Actividades:
a) Repite textualmente un fragmento del extracto sobre los aranceles: comienza en las palabras que contienen "La semana pasada, el" y detente después de "de la confección.".
b) Traduce al inglés esta oración del extracto sobre los aranceles: «No caben dudas de que esta última medida responde a las presiones internas provocadas por el efecto en la inflación y en los precios de los productos en supermercados, como consecuencia de los aranceles “recíprocos”».
___ Extracto de la página
La semana pasada, el gobierno de Estados Unidos anunció acuerdos preliminares con Guatemala, El Salvador y Ecuador, entre otros países, mediante los cuales estos últimos se habrían comprometido a desmantelar varias de sus barreras arancelarias y no arancelarias, a cambio de una futura reducción de los aranceles norteamericanos sobre algunos de sus productos de exportación, siempre que no se produzcan o cultiven en cantidades suficientes en Estados Unidos, incluyendo ciertos productos textiles y de la confección.
Presumiblemente, según declaraciones de autoridades de la región centroamericana, el acuerdo final podría implicar que la mayoría de los productos queden bajo un trato de libre comercio, mientras que al resto se le aplicarían los aranceles “recíprocos”; en su caso, del 10%. Pocas horas después, el propio gobierno de Estados Unidos anunció la promulgación de un nuevo decreto ejecutivo que eliminaba, de forma unilateral y generalizada, gran parte de los aranceles “recíprocos” previamente aplicables a numerosos productos agropecuarios, entre ellos café, banano, piña, yuca y carne bovina.
No caben dudas de que esta última medida responde a las presiones internas provocadas por el efecto en la inflación y en los precios de los productos en supermercados, como consecuencia de los aranceles “recíprocos”. Así lo habían advertido desde un inicio los especialistas en la materia, y ya lo perciben los consumidores y electores estadounidenses, según reflejan las encuestas más recientes y, en especial, el resultado de las elecciones del 4 de noviembre pasado en varios estados de la Unión Americana. En ese contexto, es razonable suponer también que el conjunto de acuerdos anunciados por la Casa Blanca justo antes de eliminar los aranceles agrícolas pretende, en parte, lavarle la cara a la administración Trump y justificar su política arancelaria alegando beneficios derivados de esos acuerdos.
______
___ Listado
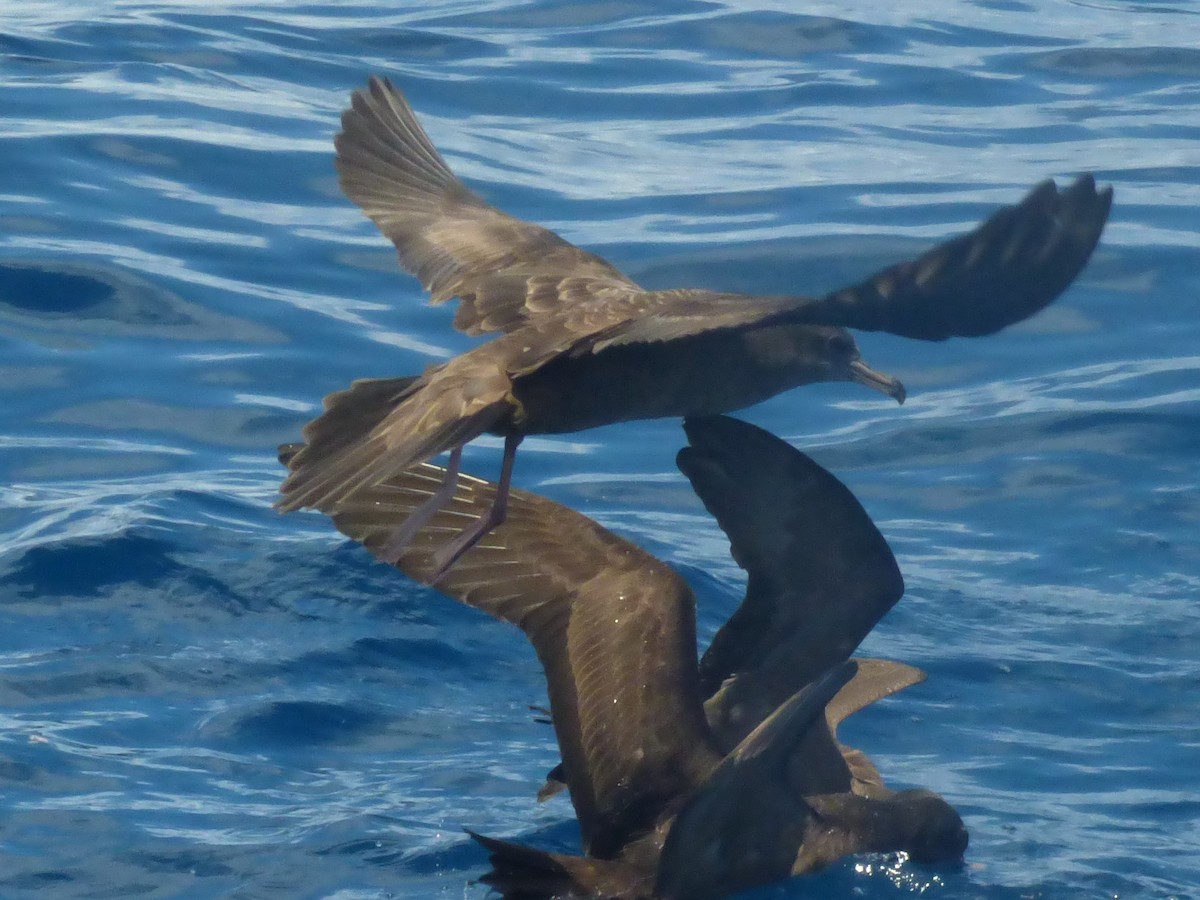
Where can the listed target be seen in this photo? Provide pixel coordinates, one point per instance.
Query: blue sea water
(201, 699)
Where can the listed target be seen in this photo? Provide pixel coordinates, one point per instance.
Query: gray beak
(864, 375)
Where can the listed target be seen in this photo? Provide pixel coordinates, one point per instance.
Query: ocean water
(202, 699)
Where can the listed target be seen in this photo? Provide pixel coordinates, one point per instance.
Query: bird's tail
(521, 873)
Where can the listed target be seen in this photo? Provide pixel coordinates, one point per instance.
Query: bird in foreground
(581, 345)
(689, 780)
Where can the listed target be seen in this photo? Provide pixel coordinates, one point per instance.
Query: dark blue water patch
(93, 299)
(82, 569)
(294, 724)
(1122, 64)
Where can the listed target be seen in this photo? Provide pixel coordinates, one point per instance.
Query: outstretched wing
(613, 628)
(1003, 271)
(820, 575)
(504, 270)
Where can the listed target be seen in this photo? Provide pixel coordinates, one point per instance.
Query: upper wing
(504, 271)
(820, 573)
(1003, 271)
(875, 679)
(613, 628)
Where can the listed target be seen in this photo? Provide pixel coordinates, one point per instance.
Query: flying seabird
(582, 345)
(648, 750)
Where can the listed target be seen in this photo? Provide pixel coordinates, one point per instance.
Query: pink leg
(420, 516)
(469, 537)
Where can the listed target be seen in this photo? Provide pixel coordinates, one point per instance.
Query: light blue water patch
(202, 699)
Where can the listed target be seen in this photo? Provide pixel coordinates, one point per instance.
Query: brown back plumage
(629, 723)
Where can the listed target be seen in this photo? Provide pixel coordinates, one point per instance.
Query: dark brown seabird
(582, 345)
(687, 779)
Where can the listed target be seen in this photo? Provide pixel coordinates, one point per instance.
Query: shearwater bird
(678, 784)
(581, 345)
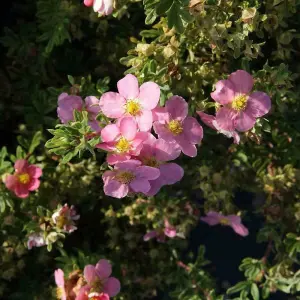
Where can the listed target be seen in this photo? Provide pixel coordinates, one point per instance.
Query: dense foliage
(59, 79)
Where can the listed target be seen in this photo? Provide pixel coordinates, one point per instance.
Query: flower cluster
(95, 283)
(103, 7)
(237, 107)
(141, 160)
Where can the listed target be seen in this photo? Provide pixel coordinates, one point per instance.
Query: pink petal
(10, 182)
(59, 278)
(163, 132)
(113, 159)
(150, 235)
(177, 107)
(166, 151)
(140, 185)
(149, 95)
(146, 172)
(34, 184)
(34, 171)
(116, 189)
(170, 173)
(112, 104)
(224, 93)
(112, 286)
(207, 119)
(245, 122)
(128, 87)
(128, 128)
(145, 120)
(129, 165)
(110, 132)
(21, 190)
(226, 118)
(242, 81)
(212, 218)
(170, 232)
(160, 114)
(21, 165)
(90, 274)
(193, 131)
(258, 104)
(103, 268)
(186, 147)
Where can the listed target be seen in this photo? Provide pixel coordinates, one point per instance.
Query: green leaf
(163, 6)
(254, 291)
(36, 140)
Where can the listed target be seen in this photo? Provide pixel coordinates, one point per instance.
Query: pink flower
(104, 7)
(128, 176)
(60, 282)
(213, 218)
(240, 108)
(175, 126)
(35, 240)
(64, 218)
(25, 179)
(160, 235)
(133, 101)
(99, 283)
(122, 139)
(211, 121)
(68, 103)
(155, 153)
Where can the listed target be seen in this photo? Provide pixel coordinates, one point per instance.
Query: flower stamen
(175, 127)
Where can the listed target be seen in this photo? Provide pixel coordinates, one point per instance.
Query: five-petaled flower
(156, 153)
(122, 139)
(100, 286)
(132, 100)
(25, 178)
(239, 108)
(213, 218)
(174, 125)
(129, 176)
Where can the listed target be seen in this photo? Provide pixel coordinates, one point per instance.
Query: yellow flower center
(125, 177)
(59, 293)
(133, 108)
(175, 127)
(239, 103)
(24, 178)
(151, 162)
(123, 145)
(224, 221)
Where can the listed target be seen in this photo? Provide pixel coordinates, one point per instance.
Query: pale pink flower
(35, 240)
(104, 7)
(175, 126)
(211, 121)
(122, 140)
(60, 283)
(128, 176)
(99, 283)
(156, 153)
(213, 218)
(68, 103)
(25, 178)
(64, 218)
(240, 108)
(133, 101)
(160, 234)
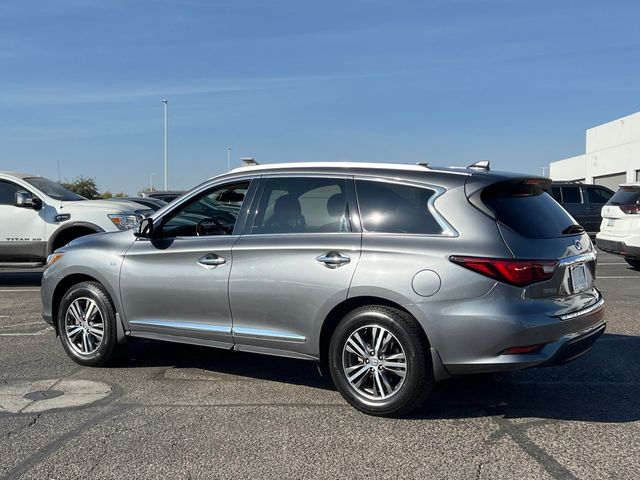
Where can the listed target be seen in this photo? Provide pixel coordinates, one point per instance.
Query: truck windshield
(53, 189)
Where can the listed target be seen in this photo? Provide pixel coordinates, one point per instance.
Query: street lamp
(166, 145)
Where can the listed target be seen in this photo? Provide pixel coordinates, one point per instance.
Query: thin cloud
(70, 96)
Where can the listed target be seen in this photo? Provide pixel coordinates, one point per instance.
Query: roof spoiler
(480, 165)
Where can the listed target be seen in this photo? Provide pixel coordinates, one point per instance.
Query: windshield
(53, 189)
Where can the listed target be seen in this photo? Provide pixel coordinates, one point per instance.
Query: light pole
(166, 145)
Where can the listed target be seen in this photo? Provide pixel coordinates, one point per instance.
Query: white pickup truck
(38, 215)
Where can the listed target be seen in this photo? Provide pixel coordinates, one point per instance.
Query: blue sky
(446, 81)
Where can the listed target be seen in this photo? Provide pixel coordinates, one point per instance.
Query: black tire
(104, 348)
(634, 262)
(418, 380)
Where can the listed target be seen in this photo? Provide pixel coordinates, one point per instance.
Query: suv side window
(571, 195)
(213, 213)
(598, 195)
(395, 208)
(303, 205)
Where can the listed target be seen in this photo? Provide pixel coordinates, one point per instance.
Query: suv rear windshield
(524, 206)
(626, 196)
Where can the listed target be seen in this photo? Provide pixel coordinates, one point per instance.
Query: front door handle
(211, 260)
(333, 259)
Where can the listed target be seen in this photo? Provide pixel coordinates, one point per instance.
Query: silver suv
(392, 277)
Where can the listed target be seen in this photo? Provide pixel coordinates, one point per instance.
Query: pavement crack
(32, 422)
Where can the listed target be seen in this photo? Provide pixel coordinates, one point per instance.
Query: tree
(84, 186)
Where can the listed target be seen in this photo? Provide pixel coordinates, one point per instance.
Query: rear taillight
(631, 209)
(514, 272)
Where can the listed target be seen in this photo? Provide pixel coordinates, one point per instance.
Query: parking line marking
(19, 290)
(39, 332)
(627, 276)
(20, 324)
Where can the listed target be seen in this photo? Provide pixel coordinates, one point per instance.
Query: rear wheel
(634, 262)
(87, 324)
(379, 361)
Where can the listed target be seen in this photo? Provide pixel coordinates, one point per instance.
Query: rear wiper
(571, 229)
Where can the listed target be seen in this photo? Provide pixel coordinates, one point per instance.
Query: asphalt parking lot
(174, 411)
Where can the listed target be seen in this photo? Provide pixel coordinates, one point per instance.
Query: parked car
(38, 215)
(392, 277)
(583, 201)
(620, 229)
(153, 204)
(165, 195)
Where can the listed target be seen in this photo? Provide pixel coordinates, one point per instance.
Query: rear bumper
(580, 331)
(618, 247)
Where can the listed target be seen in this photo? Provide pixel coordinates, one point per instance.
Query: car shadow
(21, 278)
(601, 386)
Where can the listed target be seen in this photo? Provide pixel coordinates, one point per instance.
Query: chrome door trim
(266, 334)
(195, 327)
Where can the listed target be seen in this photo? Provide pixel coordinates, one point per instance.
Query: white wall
(611, 148)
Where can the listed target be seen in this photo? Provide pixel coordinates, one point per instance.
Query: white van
(38, 215)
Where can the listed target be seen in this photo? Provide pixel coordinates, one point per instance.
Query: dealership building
(612, 155)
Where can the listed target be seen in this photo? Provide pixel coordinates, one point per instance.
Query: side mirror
(144, 228)
(26, 200)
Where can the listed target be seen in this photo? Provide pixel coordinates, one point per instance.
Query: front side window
(212, 213)
(303, 205)
(395, 208)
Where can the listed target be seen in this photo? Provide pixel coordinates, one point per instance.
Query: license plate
(578, 275)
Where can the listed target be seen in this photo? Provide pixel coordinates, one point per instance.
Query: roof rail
(481, 165)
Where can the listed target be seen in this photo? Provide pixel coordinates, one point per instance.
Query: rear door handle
(333, 259)
(211, 260)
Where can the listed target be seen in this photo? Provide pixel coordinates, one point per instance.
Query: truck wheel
(87, 324)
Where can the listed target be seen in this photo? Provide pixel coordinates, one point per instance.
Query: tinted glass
(303, 205)
(8, 193)
(527, 209)
(53, 189)
(598, 195)
(394, 208)
(626, 196)
(571, 195)
(214, 213)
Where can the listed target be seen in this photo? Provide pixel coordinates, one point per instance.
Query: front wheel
(634, 262)
(380, 362)
(87, 324)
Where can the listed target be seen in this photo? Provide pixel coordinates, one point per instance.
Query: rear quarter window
(625, 196)
(396, 208)
(527, 209)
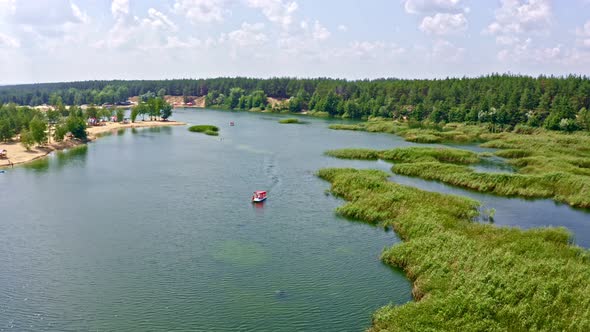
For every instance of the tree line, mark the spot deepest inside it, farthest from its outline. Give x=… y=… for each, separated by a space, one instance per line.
x=559 y=103
x=32 y=126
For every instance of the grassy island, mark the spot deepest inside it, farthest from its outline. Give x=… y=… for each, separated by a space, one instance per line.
x=468 y=276
x=290 y=121
x=548 y=164
x=205 y=129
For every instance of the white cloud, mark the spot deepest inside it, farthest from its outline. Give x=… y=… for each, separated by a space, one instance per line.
x=507 y=40
x=248 y=35
x=527 y=52
x=120 y=8
x=521 y=16
x=320 y=32
x=432 y=6
x=276 y=11
x=158 y=20
x=372 y=49
x=202 y=11
x=443 y=23
x=7 y=7
x=445 y=51
x=82 y=17
x=583 y=34
x=8 y=42
x=150 y=32
x=44 y=13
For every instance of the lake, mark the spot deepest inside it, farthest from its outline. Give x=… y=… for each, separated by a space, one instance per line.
x=153 y=229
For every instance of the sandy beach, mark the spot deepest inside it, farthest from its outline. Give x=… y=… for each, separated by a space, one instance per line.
x=17 y=154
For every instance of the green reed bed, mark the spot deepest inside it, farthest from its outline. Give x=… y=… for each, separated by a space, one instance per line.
x=420 y=132
x=468 y=276
x=205 y=129
x=548 y=165
x=409 y=155
x=290 y=121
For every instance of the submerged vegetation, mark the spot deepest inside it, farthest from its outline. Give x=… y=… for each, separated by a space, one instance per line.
x=468 y=276
x=289 y=120
x=205 y=129
x=409 y=155
x=565 y=182
x=421 y=132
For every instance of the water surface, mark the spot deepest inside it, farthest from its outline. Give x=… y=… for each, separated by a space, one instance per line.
x=153 y=229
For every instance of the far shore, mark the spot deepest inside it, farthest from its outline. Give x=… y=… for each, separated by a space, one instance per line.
x=17 y=154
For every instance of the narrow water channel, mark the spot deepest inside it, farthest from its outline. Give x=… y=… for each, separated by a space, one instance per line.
x=153 y=229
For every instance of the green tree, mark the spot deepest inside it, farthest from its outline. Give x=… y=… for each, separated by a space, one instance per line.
x=60 y=132
x=584 y=119
x=166 y=111
x=37 y=130
x=120 y=114
x=26 y=139
x=6 y=131
x=77 y=126
x=135 y=111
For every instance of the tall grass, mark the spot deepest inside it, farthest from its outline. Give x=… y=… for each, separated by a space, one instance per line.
x=548 y=164
x=205 y=129
x=289 y=121
x=409 y=155
x=421 y=132
x=468 y=276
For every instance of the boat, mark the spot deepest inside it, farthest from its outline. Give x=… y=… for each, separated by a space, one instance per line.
x=259 y=196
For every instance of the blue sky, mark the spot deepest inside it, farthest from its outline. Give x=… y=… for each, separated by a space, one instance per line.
x=63 y=40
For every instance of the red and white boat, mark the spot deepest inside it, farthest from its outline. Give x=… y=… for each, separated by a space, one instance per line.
x=259 y=196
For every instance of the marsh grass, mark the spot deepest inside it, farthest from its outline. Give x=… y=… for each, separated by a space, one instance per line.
x=548 y=164
x=409 y=155
x=468 y=276
x=205 y=129
x=290 y=121
x=421 y=132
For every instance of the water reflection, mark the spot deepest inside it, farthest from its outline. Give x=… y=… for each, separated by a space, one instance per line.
x=59 y=159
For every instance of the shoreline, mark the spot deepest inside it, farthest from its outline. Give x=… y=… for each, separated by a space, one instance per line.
x=17 y=154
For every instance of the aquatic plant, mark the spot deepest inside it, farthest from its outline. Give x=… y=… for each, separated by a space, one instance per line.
x=409 y=155
x=205 y=129
x=468 y=276
x=420 y=132
x=548 y=164
x=289 y=120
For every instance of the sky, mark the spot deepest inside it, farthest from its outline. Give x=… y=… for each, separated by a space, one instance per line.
x=72 y=40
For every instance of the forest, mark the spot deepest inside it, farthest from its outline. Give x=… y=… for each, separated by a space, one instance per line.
x=557 y=103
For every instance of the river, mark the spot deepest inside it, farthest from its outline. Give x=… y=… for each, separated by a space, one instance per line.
x=153 y=229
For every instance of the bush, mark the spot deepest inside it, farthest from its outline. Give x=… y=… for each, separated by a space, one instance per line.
x=468 y=276
x=205 y=129
x=289 y=120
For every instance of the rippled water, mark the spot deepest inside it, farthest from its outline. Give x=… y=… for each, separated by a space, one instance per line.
x=153 y=229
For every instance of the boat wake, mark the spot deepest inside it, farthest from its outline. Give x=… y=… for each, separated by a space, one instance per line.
x=271 y=169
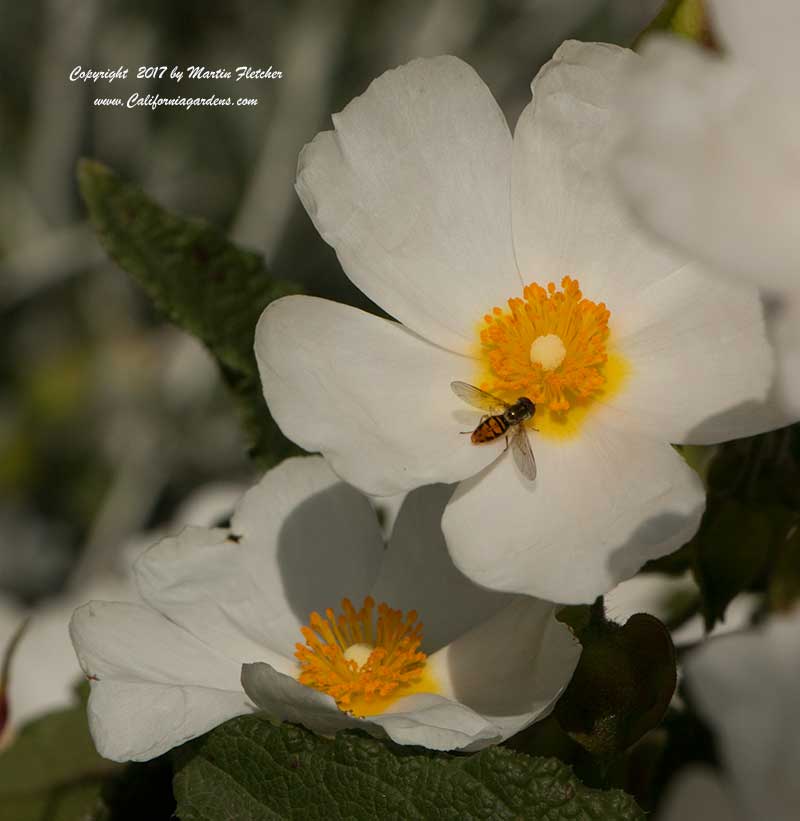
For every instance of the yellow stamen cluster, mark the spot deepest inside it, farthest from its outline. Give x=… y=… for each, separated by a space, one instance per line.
x=512 y=342
x=359 y=660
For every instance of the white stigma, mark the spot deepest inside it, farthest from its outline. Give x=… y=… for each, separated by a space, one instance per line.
x=548 y=351
x=359 y=653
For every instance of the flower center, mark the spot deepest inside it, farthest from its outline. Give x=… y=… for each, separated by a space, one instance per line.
x=364 y=663
x=548 y=351
x=551 y=345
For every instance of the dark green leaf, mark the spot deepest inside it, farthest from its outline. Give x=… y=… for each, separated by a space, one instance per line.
x=686 y=18
x=731 y=553
x=250 y=769
x=623 y=683
x=198 y=279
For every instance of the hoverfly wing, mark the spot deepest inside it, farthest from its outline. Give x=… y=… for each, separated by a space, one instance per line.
x=523 y=453
x=478 y=398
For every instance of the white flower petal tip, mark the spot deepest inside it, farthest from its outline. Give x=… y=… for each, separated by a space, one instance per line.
x=153 y=686
x=699 y=790
x=225 y=610
x=371 y=396
x=604 y=511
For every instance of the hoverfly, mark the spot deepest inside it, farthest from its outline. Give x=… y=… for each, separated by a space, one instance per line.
x=500 y=417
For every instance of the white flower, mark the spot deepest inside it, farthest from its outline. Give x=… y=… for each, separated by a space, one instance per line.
x=746 y=686
x=438 y=216
x=222 y=631
x=712 y=160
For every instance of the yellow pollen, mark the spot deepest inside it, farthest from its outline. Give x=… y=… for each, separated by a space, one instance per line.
x=548 y=351
x=551 y=345
x=365 y=663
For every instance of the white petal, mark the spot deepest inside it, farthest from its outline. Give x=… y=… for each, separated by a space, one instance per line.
x=568 y=218
x=601 y=506
x=371 y=396
x=427 y=720
x=699 y=794
x=763 y=36
x=301 y=541
x=700 y=362
x=745 y=684
x=412 y=192
x=117 y=640
x=137 y=721
x=709 y=162
x=511 y=668
x=153 y=684
x=418 y=574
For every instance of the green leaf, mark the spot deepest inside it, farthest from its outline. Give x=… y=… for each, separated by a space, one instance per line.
x=783 y=592
x=732 y=549
x=51 y=772
x=623 y=683
x=250 y=769
x=198 y=279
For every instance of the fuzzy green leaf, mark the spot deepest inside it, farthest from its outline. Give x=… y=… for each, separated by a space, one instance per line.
x=250 y=769
x=198 y=279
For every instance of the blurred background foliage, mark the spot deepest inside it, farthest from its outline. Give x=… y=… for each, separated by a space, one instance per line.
x=108 y=415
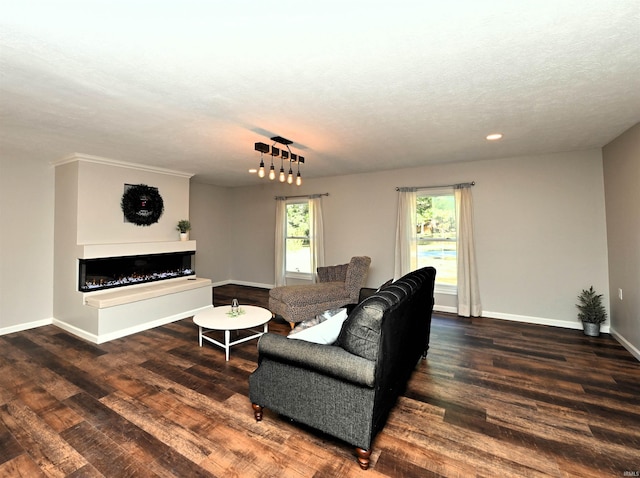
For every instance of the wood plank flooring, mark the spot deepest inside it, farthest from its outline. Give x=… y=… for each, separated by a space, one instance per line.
x=493 y=399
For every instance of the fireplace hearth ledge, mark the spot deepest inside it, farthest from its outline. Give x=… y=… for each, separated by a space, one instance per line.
x=97 y=251
x=127 y=295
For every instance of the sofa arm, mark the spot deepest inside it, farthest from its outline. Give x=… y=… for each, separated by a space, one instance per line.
x=324 y=359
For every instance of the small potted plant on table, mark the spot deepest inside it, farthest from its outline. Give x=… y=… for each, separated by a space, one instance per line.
x=592 y=312
x=184 y=226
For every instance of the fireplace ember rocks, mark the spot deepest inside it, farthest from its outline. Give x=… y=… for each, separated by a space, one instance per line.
x=110 y=272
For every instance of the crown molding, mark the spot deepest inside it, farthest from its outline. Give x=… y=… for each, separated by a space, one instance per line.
x=80 y=157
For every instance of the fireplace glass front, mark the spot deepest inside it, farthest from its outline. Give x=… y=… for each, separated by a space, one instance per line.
x=110 y=272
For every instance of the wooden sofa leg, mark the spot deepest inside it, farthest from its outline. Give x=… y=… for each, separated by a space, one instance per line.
x=257 y=411
x=363 y=457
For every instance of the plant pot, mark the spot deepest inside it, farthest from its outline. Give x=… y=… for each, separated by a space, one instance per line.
x=591 y=329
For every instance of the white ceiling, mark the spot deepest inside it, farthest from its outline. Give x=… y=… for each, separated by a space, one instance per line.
x=357 y=85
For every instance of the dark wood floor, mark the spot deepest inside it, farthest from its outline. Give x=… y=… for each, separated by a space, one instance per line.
x=493 y=399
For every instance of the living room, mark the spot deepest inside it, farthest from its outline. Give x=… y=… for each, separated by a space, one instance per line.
x=375 y=98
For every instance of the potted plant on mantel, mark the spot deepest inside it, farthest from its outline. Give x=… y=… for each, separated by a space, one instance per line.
x=184 y=226
x=592 y=312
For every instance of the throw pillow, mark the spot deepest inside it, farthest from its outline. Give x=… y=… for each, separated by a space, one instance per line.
x=324 y=328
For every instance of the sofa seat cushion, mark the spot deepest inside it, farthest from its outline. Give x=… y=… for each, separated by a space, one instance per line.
x=322 y=329
x=302 y=295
______
Respuestas:
a)
La semana pasada, el gobierno de Estados Unidos anunció acuerdos preliminares con Guatemala, El Salvador y Ecuador, entre otros países, mediante los cuales estos últimos se habrían comprometido a desmantelar varias de sus barreras arancelarias y no arancelarias, a cambio de una futura reducción de los aranceles norteamericanos sobre algunos de sus productos de exportación, siempre que no se produzcan o cultiven en cantidades suficientes en Estados Unidos, incluyendo ciertos productos textiles y de la confección.

b) There is no doubt that this latest measure responds to the domestic pressures caused by the effect on inflation and on product prices in supermarkets, as a consequence of the “reciprocal” tariffs.